Use Terraformer to import existing infrastructure resources into Terraform

My name is Teraoka, and I am an infrastructure engineer.

In the previous article, I introduced the terraform import command as a way to import existing resources into Terraform

How to import existing infrastructure resources with Terraform

As mentioned in the summary of this article,
the import command only rewrites tfstate, so
you have to write the tf files yourself while checking the differences with tfstate.
If there are a lot of files, this will take an incredibly long time, which is a problem.

I have good news for you all:
a tool called terraformer has been released as open source software.

https://github.com/GoogleCloudPlatform/terraformer

CLI tool to generate terraform files from existing infrastructure (reverse Terraform). Infrastructure to Code

As described above, it appears to be a CLI tool that automatically generates Terraform files from existing infrastructure.
Instructions for use are also available on Github, so let's try it out.

install

On Mac, you can install it using the brew command

$ brew install terraformer $ terraformer version Terraformer v0.8.7

So far so simple.
We'll use v0.8.7.

Infrastructure Configuration

I created the infrastructure to be imported in advance using terraformer

https://github.com/beyond-teraoka/terraform-aws-multi-environment-sample

Configuration diagram

I have three environments in the same AWS account

  1. develop
  2. production
  3. manage

Additionally, each environment has the following resources:

  1. VPC
  2. Subnet
  3. Route Table
  4. Internet Gateway
  5. NAT Gateway
  6. Security Group
  7. VPC Peering
  8. EIP
  9. EC2
  10. ALB
  11. RDS

Although not shown in the diagram, the resources for each environment are tagged with an Environment tag,
with values ​​set to dev, prod, and mng, respectively.

Prepare authentication information

Prepare your AWS credentials.
Please prepare them according to your environment.

$ cat /Users/yuki.teraoka/.aws/credentials [beyond-poc] aws_access_key_id = XXXXXXXXXXXXXXXXXXXX aws_secret_access_key = XXXXXXXXXXXXXXXXXXXXXXXXXXXXXXXXXXXXXX [beyond-poc-admin] role_arn = arn:aws:iam::XXXXXXXXXXXX:role/XXXXXXXXXXXXXXXXXXXXXX source_profile = beyond-poc

Running terraformer

First, try running it as per the example on GitHub

$ terraformer import aws --resources=alb,ec2_instance,eip,ebs,igw,nat,rds,route_table,sg,subnet,vpc,vpc_peering --regions=ap-northeast-1 --profile=beyond-poc-admin 2020/05/05 18:29:14 aws importing region ap-northeast-1 2020/05/05 18:29:14 aws importing... vpc 2020/05/05 18:29:15 open /Users/yuki.teraoka/.terraform.d/plugins/darwin_amd64: no such file or directory

It seems that the plugin directory is required when you init terraform.
Prepare init.tf and init it.

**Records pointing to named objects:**
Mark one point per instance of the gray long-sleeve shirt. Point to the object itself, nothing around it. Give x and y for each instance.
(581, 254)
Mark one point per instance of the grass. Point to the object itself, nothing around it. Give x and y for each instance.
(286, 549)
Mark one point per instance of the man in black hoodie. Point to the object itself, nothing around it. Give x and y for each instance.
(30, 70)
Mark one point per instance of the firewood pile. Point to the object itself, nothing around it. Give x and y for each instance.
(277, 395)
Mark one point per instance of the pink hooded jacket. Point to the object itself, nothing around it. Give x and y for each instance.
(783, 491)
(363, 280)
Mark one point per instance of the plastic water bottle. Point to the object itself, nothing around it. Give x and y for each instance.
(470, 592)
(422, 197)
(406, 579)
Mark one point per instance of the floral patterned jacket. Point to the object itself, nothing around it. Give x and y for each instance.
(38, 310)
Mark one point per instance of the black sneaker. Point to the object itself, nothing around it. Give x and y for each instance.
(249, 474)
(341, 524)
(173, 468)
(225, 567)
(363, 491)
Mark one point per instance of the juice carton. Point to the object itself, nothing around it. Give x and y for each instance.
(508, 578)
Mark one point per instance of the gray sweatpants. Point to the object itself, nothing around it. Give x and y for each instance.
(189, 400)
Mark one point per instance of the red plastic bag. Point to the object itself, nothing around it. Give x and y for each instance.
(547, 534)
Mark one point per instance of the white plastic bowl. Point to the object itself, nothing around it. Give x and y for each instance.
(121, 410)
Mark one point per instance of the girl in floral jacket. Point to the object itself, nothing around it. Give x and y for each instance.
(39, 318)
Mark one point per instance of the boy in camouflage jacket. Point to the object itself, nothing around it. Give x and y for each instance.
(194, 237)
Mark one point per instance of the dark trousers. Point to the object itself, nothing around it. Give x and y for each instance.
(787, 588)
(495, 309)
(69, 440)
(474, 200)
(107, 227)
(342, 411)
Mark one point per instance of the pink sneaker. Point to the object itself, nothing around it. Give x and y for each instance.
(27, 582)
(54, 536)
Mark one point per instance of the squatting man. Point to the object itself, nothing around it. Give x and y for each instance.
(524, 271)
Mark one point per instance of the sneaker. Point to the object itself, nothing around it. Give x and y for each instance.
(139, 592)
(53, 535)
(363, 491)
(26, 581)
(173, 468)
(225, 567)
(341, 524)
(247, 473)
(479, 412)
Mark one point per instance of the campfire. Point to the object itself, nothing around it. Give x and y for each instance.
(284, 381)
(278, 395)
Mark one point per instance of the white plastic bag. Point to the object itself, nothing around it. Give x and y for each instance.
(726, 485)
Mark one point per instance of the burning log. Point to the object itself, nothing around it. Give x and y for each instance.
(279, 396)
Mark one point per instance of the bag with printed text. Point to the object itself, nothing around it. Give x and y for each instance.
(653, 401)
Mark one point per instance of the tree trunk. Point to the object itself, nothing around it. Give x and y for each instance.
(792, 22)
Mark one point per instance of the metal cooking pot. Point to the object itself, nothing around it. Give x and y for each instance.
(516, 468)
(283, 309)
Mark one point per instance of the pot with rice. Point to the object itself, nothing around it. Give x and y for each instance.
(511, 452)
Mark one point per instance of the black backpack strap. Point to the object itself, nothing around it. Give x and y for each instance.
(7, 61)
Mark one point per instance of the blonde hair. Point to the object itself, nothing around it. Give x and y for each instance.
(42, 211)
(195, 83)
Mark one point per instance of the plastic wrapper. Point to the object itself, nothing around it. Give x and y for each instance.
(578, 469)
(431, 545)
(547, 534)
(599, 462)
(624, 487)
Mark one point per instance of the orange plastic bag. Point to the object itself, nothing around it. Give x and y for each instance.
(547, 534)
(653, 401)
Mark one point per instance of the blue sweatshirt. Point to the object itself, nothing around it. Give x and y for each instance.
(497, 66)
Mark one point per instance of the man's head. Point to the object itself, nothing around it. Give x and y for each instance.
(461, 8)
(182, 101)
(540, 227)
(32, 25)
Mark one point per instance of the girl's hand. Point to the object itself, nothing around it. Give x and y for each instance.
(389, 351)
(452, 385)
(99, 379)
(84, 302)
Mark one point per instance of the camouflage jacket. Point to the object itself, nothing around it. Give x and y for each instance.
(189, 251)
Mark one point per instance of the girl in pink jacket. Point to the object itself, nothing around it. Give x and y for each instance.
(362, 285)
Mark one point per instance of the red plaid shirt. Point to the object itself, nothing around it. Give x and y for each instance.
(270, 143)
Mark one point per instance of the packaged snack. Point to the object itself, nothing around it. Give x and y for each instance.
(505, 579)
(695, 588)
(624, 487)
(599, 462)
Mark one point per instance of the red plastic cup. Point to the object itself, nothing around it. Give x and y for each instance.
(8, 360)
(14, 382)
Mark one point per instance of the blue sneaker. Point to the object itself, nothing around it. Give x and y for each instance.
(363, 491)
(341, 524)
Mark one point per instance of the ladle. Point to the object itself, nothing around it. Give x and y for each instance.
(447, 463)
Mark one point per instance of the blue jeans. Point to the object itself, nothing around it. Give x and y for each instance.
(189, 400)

**Direction:** In the Terraformer article, which version of Terraformer is used?

**Output:** Version v0.8.7.